** WHAT THIS EXERCISE ASKS **
1/ In the article on South African vehicle exports, to how many countries did the industry export vehicles in 2019?
2/ Rewrite the paragraph of the article on South African vehicle exports that begins "This decline saw vehicle export revenue drop" more briefly, keeping its main facts.
3/ Carry on the article on South African vehicle exports from where it stops.

** EXTRACT TO READ **
Vehicle exports from South Africa declined by 73 419 vehicles, or 40.3%, in the first half of the year, compared with 2019, says National Association of Automobile Manufacturers of South Africa (Naamsa) trade, exports and research executive manager Dr Norman Lamprecht.
This decline saw vehicle export revenue drop by R21.3-billion from R67.2-billion in the first six months of 2019 to R45.9-billion in the same period this year. This can be attributed directly to the Covid-19 pandemic, as most countries imposed lockdown restrictions, which resulted in a fall in new-vehicle demand.
The significance of exports for the country’s motor industry was highlighted in 2019, when, despite a progressively declining domestic new-vehicle market, reaching its lowest sales level since 2010, vehicle exports once again showed exceptional growth in 2019 to support the export-oriented industry’s overall performance.
South Africa’s automotive industry exported a record 387 125 left- and right-hand-drive vehicles to 105 countries in 2019 – up from 351 139 vehicles in 2018 – generating record export revenue of R148-billion.
“Record vehicle exports in 2019, accompanied by continued high levels of investment in the domestic automotive industry and large-scale employment of high-skilled jobs, were testimony to the largest manufacturing sector’s contribution to the South African economy,” notes Lamprecht.

** THE DATA **

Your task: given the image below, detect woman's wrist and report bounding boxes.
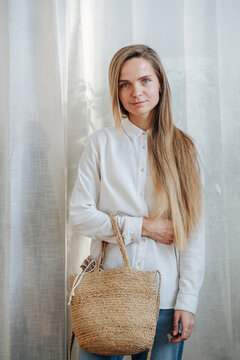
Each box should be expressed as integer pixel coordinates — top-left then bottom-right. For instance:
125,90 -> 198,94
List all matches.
142,217 -> 149,236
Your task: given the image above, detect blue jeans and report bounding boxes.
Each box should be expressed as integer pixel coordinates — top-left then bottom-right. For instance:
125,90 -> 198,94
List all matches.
79,309 -> 184,360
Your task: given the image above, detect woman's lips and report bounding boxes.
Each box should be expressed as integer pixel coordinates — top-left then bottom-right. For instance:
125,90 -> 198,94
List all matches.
131,100 -> 146,106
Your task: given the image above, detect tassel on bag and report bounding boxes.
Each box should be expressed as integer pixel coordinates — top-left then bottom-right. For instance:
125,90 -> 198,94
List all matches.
68,214 -> 161,360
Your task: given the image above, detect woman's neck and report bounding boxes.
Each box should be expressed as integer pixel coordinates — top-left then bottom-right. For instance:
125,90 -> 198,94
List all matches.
129,113 -> 152,131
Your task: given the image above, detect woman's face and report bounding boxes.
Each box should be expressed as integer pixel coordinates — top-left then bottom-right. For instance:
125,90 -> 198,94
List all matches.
119,58 -> 160,120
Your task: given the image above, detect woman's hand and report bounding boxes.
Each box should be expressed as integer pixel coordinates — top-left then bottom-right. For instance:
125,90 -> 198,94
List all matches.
142,217 -> 174,245
171,310 -> 195,344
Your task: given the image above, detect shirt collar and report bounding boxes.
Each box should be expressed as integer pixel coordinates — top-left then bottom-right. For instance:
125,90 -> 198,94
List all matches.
122,118 -> 148,140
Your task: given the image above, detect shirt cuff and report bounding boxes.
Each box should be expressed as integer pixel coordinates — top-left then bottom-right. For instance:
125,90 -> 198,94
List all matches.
174,292 -> 198,315
122,216 -> 143,245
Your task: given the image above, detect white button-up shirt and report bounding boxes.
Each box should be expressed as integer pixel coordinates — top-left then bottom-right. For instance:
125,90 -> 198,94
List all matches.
69,119 -> 204,313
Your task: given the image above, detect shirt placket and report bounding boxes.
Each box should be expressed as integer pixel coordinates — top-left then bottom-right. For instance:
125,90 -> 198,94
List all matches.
134,131 -> 148,270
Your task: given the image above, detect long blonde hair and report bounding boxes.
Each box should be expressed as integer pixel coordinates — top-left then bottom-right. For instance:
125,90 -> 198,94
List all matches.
108,45 -> 203,250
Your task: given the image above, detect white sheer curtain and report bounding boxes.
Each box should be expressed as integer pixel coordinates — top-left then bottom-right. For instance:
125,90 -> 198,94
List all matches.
0,0 -> 66,360
0,0 -> 240,360
68,0 -> 240,360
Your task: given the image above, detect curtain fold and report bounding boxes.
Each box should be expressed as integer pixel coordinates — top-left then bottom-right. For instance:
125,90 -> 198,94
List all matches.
68,0 -> 240,360
0,0 -> 66,360
0,0 -> 240,360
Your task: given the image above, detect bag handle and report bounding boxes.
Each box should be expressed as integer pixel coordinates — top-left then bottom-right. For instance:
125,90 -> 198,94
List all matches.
96,213 -> 131,271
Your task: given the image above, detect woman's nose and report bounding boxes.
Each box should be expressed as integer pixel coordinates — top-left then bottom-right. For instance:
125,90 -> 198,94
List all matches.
132,84 -> 142,97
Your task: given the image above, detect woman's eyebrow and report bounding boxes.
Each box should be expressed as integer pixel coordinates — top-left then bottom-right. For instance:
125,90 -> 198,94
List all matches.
118,75 -> 153,82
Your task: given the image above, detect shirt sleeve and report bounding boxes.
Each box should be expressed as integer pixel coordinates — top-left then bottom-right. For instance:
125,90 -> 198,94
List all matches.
174,144 -> 205,314
69,134 -> 143,245
174,220 -> 205,314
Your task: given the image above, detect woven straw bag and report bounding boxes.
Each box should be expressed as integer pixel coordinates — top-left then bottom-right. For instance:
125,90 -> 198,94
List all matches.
68,214 -> 161,360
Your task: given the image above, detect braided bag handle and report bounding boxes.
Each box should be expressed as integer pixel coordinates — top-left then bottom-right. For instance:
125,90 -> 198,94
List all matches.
68,213 -> 161,360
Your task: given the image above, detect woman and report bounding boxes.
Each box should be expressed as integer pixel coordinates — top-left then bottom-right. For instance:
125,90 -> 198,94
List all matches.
70,45 -> 204,360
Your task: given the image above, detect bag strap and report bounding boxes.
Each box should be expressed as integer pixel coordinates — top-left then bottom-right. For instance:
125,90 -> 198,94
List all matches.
96,213 -> 131,270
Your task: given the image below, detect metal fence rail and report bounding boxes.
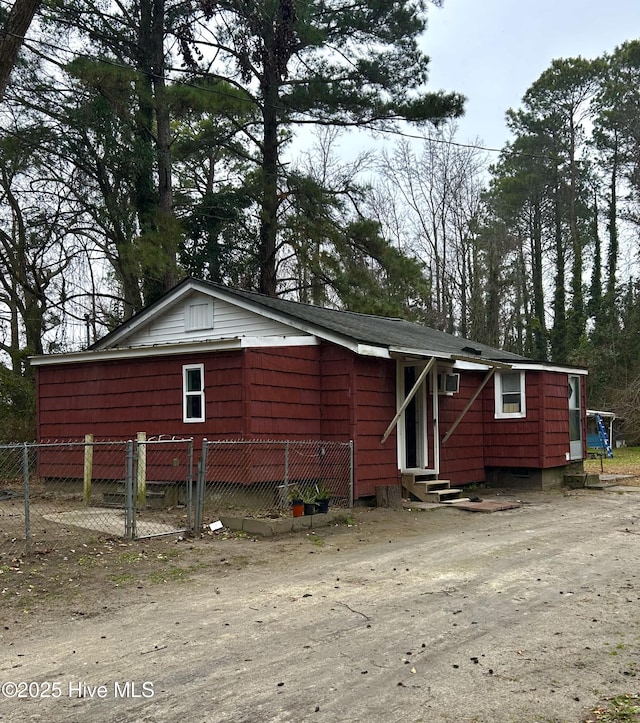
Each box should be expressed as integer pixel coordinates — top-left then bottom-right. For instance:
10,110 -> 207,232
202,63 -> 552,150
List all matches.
0,433 -> 353,559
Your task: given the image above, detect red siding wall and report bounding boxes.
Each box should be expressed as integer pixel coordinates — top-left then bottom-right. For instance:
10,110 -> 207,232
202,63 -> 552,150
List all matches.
438,372 -> 485,485
37,343 -> 585,497
484,371 -> 586,469
243,346 -> 321,439
352,357 -> 400,497
37,352 -> 242,441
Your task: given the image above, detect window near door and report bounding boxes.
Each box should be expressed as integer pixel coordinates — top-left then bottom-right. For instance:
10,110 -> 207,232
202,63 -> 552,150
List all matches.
495,372 -> 527,419
182,364 -> 204,422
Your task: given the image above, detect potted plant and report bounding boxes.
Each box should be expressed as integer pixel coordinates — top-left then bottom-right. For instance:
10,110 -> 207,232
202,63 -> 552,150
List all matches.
289,487 -> 304,517
316,484 -> 331,513
302,488 -> 316,515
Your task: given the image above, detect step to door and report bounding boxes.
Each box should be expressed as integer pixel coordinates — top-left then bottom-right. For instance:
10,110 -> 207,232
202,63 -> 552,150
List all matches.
402,472 -> 462,503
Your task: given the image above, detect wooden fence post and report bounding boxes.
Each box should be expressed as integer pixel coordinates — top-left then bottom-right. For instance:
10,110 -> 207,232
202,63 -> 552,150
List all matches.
82,434 -> 93,505
136,432 -> 147,507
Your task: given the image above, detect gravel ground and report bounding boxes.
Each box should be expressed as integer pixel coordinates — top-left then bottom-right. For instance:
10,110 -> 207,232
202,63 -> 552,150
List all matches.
0,488 -> 640,723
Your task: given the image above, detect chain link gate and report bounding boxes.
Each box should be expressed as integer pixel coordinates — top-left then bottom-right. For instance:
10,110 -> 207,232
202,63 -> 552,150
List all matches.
124,435 -> 195,540
195,439 -> 353,529
0,433 -> 353,559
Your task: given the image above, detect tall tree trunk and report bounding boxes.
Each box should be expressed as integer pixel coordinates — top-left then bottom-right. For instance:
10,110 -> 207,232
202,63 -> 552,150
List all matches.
0,0 -> 40,101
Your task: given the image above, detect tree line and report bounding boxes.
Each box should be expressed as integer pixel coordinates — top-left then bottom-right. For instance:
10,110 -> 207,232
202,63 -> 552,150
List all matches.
0,0 -> 640,438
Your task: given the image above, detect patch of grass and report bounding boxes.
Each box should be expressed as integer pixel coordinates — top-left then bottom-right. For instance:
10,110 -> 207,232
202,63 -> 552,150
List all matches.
78,555 -> 99,567
149,563 -> 206,584
116,551 -> 145,565
584,693 -> 640,723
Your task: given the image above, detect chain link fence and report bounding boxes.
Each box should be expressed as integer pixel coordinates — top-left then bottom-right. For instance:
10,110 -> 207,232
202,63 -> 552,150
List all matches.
198,440 -> 353,518
0,436 -> 195,554
0,434 -> 353,560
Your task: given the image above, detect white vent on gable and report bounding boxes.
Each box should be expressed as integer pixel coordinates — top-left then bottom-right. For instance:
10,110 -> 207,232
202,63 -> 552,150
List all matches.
438,372 -> 460,394
184,299 -> 213,331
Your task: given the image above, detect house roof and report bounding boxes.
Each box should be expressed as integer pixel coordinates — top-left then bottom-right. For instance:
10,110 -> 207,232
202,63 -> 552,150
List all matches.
30,278 -> 586,374
204,282 -> 531,363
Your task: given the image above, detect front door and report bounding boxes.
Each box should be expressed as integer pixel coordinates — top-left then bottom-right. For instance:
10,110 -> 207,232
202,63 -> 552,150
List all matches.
569,374 -> 582,459
401,365 -> 428,469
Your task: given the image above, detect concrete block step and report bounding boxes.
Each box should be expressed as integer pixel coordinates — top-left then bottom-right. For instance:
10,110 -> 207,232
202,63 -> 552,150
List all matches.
424,487 -> 462,502
442,497 -> 471,507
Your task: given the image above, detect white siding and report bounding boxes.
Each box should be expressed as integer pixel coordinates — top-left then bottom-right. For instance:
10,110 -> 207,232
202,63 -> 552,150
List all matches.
112,293 -> 303,347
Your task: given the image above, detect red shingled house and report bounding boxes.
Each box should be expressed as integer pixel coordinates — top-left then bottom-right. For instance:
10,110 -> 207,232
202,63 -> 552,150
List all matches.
32,279 -> 586,498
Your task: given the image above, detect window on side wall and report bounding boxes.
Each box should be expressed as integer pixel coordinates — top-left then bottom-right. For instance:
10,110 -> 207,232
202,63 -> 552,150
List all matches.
182,364 -> 204,422
495,372 -> 527,419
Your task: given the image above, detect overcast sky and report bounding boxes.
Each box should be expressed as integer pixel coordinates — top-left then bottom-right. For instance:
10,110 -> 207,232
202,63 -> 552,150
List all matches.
425,0 -> 640,148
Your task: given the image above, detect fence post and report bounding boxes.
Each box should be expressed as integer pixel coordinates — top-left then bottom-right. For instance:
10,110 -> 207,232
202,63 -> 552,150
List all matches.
186,437 -> 193,531
193,439 -> 207,534
124,440 -> 136,540
349,440 -> 354,507
82,434 -> 93,505
22,442 -> 31,552
136,432 -> 147,507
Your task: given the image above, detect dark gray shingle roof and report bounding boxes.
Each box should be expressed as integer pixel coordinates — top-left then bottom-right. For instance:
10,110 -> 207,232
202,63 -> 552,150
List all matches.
206,282 -> 531,362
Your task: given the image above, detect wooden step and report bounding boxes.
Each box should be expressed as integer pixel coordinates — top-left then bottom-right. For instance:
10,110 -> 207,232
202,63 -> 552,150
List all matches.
402,472 -> 462,503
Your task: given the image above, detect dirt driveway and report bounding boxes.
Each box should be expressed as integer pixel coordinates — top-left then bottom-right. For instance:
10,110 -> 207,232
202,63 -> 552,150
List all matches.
0,489 -> 640,723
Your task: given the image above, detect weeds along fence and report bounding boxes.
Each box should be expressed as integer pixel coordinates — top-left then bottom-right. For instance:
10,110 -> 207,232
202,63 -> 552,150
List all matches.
0,442 -> 353,558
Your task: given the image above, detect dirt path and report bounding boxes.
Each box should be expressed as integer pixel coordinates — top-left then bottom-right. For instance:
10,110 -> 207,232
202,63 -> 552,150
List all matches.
0,490 -> 640,723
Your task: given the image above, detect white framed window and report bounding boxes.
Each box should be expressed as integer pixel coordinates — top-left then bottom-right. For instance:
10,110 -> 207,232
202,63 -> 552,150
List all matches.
182,364 -> 204,422
495,372 -> 527,419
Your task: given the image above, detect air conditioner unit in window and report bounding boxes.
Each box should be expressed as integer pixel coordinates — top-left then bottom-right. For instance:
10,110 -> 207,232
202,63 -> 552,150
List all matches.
438,372 -> 460,394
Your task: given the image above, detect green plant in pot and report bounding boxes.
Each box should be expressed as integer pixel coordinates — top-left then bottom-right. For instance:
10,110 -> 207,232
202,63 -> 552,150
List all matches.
302,488 -> 316,515
316,484 -> 331,513
288,486 -> 304,517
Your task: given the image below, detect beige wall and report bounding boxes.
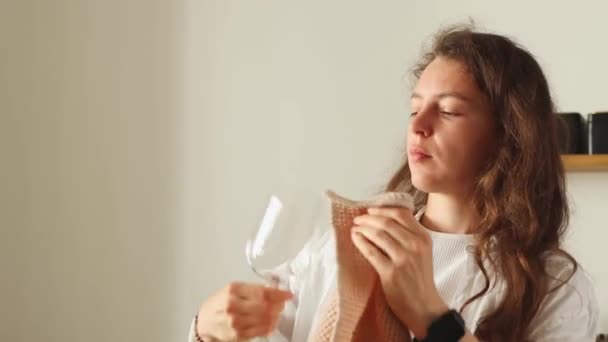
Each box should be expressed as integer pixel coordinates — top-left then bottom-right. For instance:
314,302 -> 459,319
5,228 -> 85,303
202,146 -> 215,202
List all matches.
0,0 -> 608,342
0,0 -> 183,342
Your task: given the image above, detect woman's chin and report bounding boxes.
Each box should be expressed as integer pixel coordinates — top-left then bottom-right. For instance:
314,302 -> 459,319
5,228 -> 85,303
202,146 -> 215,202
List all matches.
412,173 -> 440,194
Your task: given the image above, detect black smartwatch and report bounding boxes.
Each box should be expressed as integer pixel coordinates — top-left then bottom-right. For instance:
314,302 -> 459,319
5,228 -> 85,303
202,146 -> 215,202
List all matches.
414,310 -> 465,342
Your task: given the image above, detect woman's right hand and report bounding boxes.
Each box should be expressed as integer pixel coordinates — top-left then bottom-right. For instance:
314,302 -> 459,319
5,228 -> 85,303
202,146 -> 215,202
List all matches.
195,283 -> 293,341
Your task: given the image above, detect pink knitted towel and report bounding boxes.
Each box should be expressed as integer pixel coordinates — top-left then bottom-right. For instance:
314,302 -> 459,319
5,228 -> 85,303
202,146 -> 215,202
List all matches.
310,191 -> 414,342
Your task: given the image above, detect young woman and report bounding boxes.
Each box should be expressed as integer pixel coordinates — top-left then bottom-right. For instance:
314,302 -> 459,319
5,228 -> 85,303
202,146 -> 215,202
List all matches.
191,28 -> 598,341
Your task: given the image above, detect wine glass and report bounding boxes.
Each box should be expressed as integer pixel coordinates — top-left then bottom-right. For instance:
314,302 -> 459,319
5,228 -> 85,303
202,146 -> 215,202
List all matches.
245,187 -> 328,341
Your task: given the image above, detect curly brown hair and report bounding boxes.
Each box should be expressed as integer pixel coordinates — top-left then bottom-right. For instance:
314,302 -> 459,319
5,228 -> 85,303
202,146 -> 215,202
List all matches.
386,26 -> 578,341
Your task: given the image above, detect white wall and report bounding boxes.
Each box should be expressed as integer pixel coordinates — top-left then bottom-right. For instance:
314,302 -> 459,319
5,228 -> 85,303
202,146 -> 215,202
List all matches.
0,0 -> 185,342
179,1 -> 608,336
0,0 -> 608,342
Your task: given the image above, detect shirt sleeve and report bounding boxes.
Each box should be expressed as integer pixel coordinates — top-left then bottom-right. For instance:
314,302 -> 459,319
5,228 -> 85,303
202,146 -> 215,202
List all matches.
530,261 -> 599,342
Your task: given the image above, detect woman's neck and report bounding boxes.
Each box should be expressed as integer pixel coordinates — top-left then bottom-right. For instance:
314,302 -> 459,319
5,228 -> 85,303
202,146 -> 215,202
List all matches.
420,193 -> 480,234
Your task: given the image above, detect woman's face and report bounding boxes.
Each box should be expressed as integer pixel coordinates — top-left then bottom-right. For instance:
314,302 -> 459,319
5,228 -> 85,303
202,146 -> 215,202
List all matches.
407,57 -> 495,194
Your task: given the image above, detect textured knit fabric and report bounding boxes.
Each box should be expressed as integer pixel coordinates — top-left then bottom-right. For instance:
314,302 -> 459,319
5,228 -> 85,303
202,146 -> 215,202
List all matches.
310,192 -> 413,342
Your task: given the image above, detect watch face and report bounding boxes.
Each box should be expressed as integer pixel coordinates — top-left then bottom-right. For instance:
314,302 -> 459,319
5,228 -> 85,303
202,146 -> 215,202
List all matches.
424,310 -> 465,342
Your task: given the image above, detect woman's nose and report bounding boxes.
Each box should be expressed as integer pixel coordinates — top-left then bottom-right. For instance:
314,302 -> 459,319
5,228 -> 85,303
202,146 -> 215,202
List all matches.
410,110 -> 433,137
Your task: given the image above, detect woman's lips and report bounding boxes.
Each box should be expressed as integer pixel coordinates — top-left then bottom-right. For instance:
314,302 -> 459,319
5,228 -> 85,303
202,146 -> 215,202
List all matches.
410,148 -> 431,161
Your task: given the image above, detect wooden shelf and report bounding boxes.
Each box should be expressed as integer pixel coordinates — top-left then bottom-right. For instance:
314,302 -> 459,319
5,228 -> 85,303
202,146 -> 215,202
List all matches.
562,154 -> 608,171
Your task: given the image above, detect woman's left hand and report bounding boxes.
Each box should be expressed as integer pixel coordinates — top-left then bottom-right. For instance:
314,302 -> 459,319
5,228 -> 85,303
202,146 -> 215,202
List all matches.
352,207 -> 449,338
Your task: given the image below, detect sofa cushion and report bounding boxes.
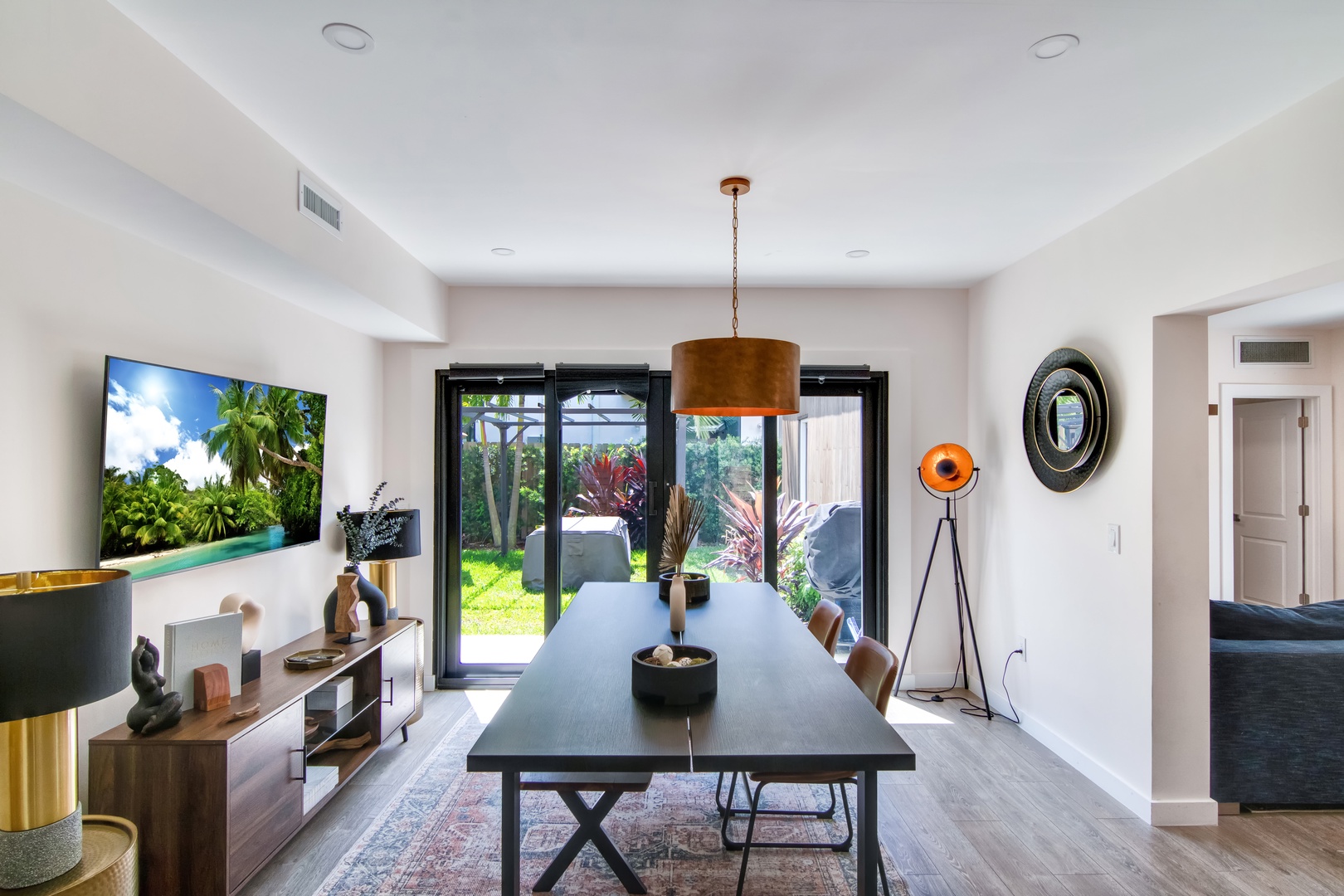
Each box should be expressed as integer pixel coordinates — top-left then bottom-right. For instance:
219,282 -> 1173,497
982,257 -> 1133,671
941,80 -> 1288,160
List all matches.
1208,601 -> 1344,640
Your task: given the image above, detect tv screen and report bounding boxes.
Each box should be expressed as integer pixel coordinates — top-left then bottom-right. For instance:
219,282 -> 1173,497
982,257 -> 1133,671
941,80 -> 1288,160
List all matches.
98,358 -> 327,579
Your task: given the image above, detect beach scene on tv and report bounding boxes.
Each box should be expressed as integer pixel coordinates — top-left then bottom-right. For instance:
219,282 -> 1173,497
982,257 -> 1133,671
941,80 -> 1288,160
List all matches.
100,358 -> 327,579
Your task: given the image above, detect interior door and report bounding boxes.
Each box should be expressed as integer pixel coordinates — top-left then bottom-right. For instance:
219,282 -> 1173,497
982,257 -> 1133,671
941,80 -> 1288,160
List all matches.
1233,399 -> 1307,607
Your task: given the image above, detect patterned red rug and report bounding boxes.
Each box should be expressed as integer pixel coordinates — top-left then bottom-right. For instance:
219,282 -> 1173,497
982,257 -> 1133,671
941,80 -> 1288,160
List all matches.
314,711 -> 908,896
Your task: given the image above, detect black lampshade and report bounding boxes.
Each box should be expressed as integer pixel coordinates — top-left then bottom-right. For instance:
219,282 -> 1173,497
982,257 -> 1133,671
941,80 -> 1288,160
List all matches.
0,570 -> 132,722
345,510 -> 419,560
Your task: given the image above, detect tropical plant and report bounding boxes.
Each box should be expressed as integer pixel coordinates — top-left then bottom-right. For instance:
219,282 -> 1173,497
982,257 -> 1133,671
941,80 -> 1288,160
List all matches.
659,485 -> 704,572
336,481 -> 406,564
121,477 -> 187,548
200,380 -> 275,489
706,486 -> 816,582
191,475 -> 239,542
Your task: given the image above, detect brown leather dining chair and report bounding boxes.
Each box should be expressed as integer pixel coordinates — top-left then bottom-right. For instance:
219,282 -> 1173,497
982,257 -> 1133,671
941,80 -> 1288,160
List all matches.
713,598 -> 844,821
808,598 -> 844,657
719,636 -> 897,896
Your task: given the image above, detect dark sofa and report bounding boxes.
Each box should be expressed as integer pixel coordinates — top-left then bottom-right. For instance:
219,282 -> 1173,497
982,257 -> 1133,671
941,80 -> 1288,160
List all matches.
1210,601 -> 1344,805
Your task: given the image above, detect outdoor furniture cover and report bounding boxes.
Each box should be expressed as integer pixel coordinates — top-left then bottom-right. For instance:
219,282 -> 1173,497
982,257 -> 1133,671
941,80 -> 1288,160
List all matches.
523,516 -> 631,591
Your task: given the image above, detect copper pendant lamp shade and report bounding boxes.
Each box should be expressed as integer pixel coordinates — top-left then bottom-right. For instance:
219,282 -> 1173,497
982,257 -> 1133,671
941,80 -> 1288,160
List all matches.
919,442 -> 976,492
672,178 -> 801,416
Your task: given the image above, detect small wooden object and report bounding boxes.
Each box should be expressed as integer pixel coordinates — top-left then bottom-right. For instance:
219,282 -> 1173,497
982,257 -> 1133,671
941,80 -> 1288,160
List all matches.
336,572 -> 363,644
191,662 -> 230,712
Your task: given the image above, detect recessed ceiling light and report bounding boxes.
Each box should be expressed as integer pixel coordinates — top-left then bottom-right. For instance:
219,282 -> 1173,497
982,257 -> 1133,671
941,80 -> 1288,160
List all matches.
1031,33 -> 1078,59
323,22 -> 373,52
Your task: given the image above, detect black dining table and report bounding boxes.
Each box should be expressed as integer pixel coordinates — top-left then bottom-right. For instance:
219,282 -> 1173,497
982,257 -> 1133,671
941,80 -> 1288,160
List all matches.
466,582 -> 915,896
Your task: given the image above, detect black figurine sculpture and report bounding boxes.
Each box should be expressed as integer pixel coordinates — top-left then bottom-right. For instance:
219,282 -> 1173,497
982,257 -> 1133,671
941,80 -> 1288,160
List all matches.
126,634 -> 182,735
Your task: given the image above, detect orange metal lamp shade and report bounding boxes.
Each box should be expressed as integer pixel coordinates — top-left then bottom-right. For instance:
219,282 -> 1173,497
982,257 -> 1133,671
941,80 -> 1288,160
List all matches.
672,336 -> 800,416
919,442 -> 976,492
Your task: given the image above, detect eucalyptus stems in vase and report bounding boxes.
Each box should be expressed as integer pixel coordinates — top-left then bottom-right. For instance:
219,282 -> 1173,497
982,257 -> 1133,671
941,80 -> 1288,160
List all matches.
659,485 -> 709,603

** OUTPUTS FOR THE TASKS **
1/ 105 countries.

2/ Vehicle export revenue fell by R21.3-billion, from R67.2-billion in the first half of 2019 to R45.9-billion in the same period this year, a drop caused directly by Covid-19 lockdowns that cut new-vehicle demand.

3/
The regions by numbers
South Africa’s new-vehicle exports to Central America saw a 75.2% decline in the first half of this year, compared with the same period last year. However, export numbers to this region are very small, at 106 vehicles in 2020.
The most significant decline was to Europe, at 41.3%, with 78 520 vehicles exported to this region, compared with 133 672 units in the first six months of 2019. “Considering that a significant 64.1% of South African vehicle production was exported in 2019, with Europe accounting for 73.8% of the 387 125 vehicles exported, developments in the region have a direct and measurable impact on the domestic automotive industry’s performance,” says Lamprecht.
“Some positive news for the domestic automotive industry is that the major European markets reflected an improved performance since June this year, in line with the easing of the lockdown restrictions,” says Lamprecht.
Japan and Africa
The decline in new-vehicle exports from South Africa to Asia mainly reflects a drop in exports to Japan, the domestic automotive industry’s third-largest vehicle export destination. The impact of Covid-19 on Japan’s automotive industry has been relatively mild, with the new-vehicle market declining by only 8.9% for the first half of 2020, compared with the same period last year, says Lamprecht.
“South African-built bakkies, in particular, continue to be the popular choice of mobility for new-vehicle buyers on the continent.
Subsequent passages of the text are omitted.